Odibi Best Practices Guide¶

Version: 3.4.3
Last Updated: 2025-12-03
Audience: Data Engineers, Analytics Engineers, Team Leads

This guide covers recommended patterns for building maintainable, scalable, and production-ready Odibi pipelines.

Table of Contents¶

Project Organization
Pipeline Design
Node Design
Naming Conventions
Configuration Management
Performance
Data Quality
Cross-Pipeline Dependencies
Security
Version Control

1. Project Organization¶

Recommended Folder Structure¶

my-odibi-project/
├── project.yaml                    # Core config (connections, settings)
├── pipelines/
│   ├── bronze/
│   │   └── read_bronze.yaml        # Bronze layer pipeline
│   ├── silver/
│   │   └── transform_silver.yaml   # Silver layer pipeline
│   └── gold/
│       └── build_gold.yaml         # Gold layer pipeline
├── transformations/
│   ├── __init__.py
│   └── custom_transforms.py        # Custom Python transformations
├── sql/
│   └── complex_queries.sql         # Complex SQL (optional)

DIRECTIVES:
1. Print the part of the Odibi best practices guide from "Version: 3.4.3" down to "production-ready Odibi pipelines.".
2. Using the Odibi best practices guide, decide whether each statement agrees with it. Give yes or no for each, quoting the words from the guide that decide it.
(a) The guide is version 3.4.3.
(b) Team leads are not in the guide's audience.
(c) The guide marks the complex SQL file as optional.
3. According to the Odibi best practices guide, on what date was it last updated?

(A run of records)
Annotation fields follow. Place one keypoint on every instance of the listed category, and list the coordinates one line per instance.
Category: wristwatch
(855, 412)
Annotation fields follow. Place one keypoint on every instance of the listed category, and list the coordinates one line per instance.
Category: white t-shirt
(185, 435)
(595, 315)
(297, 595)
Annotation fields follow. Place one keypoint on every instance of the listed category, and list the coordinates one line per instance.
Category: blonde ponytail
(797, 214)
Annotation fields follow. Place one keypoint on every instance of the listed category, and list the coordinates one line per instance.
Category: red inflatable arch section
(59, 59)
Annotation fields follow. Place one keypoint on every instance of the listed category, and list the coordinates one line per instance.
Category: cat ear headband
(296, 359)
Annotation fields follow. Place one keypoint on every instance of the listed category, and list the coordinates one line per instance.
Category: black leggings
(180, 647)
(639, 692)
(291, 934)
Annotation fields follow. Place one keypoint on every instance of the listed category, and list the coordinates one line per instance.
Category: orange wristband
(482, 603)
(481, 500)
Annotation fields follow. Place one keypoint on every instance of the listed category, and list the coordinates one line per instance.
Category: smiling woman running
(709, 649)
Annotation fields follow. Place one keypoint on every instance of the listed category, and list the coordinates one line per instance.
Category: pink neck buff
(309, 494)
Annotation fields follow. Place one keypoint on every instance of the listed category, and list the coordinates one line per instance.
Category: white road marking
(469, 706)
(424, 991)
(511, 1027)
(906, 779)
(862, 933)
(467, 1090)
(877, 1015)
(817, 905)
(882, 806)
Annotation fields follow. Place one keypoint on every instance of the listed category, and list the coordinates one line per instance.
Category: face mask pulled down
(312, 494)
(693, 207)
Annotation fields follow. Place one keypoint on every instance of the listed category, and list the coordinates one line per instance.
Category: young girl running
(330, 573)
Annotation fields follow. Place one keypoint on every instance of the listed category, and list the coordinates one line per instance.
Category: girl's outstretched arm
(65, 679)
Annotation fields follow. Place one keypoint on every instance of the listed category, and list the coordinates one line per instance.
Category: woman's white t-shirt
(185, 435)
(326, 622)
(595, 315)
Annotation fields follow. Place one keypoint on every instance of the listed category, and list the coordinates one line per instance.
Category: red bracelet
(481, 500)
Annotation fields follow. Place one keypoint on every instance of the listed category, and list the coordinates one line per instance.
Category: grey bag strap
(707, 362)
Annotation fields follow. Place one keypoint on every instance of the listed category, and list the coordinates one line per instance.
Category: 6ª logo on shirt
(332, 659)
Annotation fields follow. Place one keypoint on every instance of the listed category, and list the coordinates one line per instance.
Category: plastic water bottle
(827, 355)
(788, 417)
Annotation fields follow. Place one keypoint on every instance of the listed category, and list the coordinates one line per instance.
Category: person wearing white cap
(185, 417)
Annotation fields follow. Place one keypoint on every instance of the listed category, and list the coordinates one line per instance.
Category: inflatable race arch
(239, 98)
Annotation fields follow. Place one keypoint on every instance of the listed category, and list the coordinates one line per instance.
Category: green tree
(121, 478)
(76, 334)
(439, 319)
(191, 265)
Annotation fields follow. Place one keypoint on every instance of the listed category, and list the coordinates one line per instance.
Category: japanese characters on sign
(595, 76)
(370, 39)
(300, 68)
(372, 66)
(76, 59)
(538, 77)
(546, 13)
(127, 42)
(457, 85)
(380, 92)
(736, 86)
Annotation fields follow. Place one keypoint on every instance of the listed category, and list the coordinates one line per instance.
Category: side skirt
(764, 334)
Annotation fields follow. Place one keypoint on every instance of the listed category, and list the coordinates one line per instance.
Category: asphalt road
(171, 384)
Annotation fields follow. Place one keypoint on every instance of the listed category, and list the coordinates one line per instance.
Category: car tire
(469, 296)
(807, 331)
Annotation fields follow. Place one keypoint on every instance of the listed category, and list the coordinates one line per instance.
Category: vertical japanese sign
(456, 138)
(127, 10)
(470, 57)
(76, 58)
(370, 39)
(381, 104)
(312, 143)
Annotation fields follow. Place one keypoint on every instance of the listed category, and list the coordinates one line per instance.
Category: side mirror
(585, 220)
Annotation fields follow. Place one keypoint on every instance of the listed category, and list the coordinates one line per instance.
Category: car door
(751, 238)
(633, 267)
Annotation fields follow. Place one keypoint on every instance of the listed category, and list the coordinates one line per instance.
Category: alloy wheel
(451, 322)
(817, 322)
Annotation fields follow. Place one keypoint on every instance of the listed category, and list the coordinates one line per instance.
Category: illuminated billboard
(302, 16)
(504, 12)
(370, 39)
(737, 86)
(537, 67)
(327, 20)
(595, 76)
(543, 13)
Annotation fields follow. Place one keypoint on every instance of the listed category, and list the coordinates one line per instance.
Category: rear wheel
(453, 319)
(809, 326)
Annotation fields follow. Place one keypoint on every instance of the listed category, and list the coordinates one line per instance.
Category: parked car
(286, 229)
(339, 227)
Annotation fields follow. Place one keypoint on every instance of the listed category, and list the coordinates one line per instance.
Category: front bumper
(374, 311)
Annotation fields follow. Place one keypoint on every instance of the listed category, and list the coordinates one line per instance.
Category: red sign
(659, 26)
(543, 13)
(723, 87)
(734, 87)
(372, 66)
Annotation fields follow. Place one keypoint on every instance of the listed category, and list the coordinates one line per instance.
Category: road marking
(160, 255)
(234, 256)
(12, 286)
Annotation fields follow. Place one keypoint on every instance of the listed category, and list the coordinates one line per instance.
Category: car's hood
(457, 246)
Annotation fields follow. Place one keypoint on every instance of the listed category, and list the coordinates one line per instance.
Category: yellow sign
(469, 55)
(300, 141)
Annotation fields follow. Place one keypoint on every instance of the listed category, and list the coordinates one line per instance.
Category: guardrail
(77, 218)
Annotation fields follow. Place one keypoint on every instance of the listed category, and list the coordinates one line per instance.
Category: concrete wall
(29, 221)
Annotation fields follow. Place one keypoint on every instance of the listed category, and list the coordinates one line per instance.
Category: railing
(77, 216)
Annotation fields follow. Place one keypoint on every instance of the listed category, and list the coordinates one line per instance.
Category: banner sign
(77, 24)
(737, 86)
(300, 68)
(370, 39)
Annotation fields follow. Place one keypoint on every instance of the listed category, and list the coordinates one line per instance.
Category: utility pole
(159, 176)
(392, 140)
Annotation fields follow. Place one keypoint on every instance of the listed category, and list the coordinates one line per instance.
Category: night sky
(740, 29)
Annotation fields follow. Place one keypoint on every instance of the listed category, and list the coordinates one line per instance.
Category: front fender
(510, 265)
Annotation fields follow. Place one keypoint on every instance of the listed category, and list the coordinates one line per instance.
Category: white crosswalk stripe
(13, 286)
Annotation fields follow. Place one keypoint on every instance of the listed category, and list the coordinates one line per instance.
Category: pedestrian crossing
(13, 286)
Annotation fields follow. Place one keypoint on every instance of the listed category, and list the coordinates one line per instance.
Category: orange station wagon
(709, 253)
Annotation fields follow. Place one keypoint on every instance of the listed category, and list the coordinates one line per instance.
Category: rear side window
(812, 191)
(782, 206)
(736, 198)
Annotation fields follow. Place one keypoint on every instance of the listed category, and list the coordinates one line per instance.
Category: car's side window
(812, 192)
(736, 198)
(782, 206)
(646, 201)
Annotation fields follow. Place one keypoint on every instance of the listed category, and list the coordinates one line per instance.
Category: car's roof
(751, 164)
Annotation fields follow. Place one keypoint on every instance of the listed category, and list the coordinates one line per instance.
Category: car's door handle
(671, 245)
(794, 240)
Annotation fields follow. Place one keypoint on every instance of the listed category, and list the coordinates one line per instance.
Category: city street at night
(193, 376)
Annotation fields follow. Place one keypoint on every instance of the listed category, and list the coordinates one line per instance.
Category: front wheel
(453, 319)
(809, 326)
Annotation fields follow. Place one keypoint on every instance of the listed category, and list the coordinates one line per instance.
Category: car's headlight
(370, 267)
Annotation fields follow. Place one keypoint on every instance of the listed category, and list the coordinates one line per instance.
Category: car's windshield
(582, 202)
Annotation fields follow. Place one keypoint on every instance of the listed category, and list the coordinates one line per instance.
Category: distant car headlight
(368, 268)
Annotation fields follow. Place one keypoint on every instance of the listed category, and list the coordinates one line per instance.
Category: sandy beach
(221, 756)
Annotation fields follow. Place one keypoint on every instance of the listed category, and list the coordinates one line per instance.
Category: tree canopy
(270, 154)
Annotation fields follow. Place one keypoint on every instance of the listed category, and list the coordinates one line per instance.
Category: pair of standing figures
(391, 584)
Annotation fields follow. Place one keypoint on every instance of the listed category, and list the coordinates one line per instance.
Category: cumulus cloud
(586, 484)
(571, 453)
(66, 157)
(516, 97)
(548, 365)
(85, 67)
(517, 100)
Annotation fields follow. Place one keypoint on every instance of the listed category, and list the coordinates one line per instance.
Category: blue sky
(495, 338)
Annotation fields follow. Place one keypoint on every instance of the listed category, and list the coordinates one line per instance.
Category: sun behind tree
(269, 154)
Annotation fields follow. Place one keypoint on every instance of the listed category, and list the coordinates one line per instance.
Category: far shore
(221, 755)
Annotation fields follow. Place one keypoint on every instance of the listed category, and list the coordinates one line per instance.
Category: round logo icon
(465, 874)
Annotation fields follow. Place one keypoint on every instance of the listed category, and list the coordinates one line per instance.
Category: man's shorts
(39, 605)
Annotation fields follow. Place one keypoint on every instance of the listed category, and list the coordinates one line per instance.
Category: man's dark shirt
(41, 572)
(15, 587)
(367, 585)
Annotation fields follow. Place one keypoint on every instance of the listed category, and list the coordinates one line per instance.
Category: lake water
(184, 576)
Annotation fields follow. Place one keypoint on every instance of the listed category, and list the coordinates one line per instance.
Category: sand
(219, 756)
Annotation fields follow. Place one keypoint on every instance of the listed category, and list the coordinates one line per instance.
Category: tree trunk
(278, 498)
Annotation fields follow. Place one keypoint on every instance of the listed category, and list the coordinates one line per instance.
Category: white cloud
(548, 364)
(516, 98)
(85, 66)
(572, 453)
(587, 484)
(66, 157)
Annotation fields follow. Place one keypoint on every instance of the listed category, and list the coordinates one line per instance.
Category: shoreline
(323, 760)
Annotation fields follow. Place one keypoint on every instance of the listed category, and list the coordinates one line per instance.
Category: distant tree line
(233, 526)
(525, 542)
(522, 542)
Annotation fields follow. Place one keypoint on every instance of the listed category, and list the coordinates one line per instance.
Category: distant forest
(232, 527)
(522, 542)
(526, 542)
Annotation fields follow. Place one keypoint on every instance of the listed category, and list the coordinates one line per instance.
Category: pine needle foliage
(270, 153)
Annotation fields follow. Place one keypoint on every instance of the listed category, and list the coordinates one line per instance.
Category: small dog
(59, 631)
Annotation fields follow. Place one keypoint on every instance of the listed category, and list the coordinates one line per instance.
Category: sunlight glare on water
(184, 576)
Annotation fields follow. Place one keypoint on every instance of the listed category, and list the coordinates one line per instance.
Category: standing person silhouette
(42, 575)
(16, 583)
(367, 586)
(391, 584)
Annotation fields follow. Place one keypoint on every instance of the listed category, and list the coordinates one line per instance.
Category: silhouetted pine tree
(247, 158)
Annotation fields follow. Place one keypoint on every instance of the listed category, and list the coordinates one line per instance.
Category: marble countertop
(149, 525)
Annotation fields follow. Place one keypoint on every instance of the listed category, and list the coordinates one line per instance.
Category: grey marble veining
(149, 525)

FULL ANSWERS:
1.
Version: 3.4.3
Last Updated: 2025-12-03
Audience: Data Engineers, Analytics Engineers, Team Leads

This guide covers recommended patterns for building maintainable, scalable, and production-ready Odibi pipelines.

2.
(a) Yes: "Version: 3.4.3"
(b) No: "Audience: Data Engineers, Analytics Engineers, Team Leads"
(c) Yes: "Complex SQL (optional)"

3. 2025-12-03